** Instruction 1 **
In the Unicode passage, list in order each character it says to type for the t-and-s ligature so that no reordering happens.
** Instruction 2 **
Reproduce word for word everything in the Unicode passage from "Yes, the way" down to "have different needs.".

** Excerpted passage **
Yes, the way you type things is a big problem. Because most keyboards are based on old encodings where you have accented characters as single characters, so when you want to do a sequence of characters, you actually have to type more, or you'd have to have a special keyboard layout allowing you to have one key mapped to several characters. So that's technically feasible but it's a slow process to have all the possibilities. You might have one whic is very common so developers end up adding it to the keyboard layouts or whatever applications they're using, but not when other people have different needs.

There is a lot of documentation within Unicode, but it's quite hard to find what you want when you're just starting, and it's quite technical. Most of it is actually in a book they publish at every new version. This book has a few chapters that describe how Unicode works and how characters should work together, what properties they have. And all the differences between scripts are relevant. They also have special cases trying to cater to those needs that weren't met or the proposals that were rejected. They have a few examples in the Unicode book: in some transcription systems they have this sequence of characters or ligature; a t and a s with a ligature tie and then a dot above. So the ligature tie means that t and s are pronounced together and the dot above is err... has a different meaning (laughs). But it has a meaning! But because of the way characters work in Unicode, applications actually reorder it whatever you type in, it's reordered so that the ligature tie ends up being moved after the dot. So you always have this representation because you have the t, there should be the dot, and then there should be the ligature tie and then the s. So the t goes first, the dot goes above the t, the ligature tie goes above everything and then the s just goes next to the t. The way they explain how to do this is supposed to do the t, the ligature tie, and then a special diacritical mark that prevents any kind of reordering, then you can add the dot and then you can do the s. So this kind of use is great as you have a solution, it's just super hard because you have to type five characters instead of... well... four (laughs). But still, most of the libraries that are rendering fonts don't handle it properly and then even most fonts don't plan for it. So even if the fonts did anyway the libraries wouldn't handle it properly. Then there are other things that Unicode does: because of that separation between accents and characters and then the composition, you can actually normalize how things are ordered. This sequence of characters can be reordered into the pre-composed one with a circumflex or whatever; you have combining marks in the normalized order. All these things have to be handled in the libraries, in the application or in the fonts.

** Dataset extract **

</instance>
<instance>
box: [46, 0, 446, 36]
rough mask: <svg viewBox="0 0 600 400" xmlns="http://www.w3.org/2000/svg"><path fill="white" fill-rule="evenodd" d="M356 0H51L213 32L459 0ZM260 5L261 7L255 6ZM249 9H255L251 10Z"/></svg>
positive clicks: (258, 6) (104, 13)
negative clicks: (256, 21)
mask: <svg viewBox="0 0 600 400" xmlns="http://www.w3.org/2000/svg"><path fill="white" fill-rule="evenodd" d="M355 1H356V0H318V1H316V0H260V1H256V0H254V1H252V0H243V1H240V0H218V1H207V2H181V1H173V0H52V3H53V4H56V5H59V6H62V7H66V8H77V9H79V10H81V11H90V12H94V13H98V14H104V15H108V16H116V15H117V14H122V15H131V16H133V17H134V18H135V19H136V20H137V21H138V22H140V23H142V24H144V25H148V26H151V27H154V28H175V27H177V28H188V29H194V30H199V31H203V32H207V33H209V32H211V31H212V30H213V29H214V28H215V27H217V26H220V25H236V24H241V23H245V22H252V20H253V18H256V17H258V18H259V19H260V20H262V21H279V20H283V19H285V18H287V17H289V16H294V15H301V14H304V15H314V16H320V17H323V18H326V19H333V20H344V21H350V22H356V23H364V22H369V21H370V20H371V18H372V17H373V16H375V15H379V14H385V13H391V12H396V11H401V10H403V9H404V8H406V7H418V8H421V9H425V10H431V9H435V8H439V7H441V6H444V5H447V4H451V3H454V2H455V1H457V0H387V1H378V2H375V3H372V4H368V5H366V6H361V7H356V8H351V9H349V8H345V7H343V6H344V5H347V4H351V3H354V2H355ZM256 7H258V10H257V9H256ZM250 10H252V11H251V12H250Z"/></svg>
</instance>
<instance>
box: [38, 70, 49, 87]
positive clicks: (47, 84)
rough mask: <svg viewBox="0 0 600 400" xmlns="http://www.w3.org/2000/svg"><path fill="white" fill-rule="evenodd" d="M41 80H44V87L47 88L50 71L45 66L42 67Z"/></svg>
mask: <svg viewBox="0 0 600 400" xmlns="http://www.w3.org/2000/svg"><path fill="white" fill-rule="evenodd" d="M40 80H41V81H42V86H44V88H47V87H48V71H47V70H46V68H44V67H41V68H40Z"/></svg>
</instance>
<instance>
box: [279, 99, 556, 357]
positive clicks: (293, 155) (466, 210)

** Expected output 1 **
1. t
2. the ligature tie
3. a special diacritical mark that prevents any kind of reordering
4. the dot
5. s

** Expected output 2 **
Yes, the way you type things is a big problem. Because most keyboards are based on old encodings where you have accented characters as single characters, so when you want to do a sequence of characters, you actually have to type more, or you'd have to have a special keyboard layout allowing you to have one key mapped to several characters. So that's technically feasible but it's a slow process to have all the possibilities. You might have one whic is very common so developers end up adding it to the keyboard layouts or whatever applications they're using, but not when other people have different needs.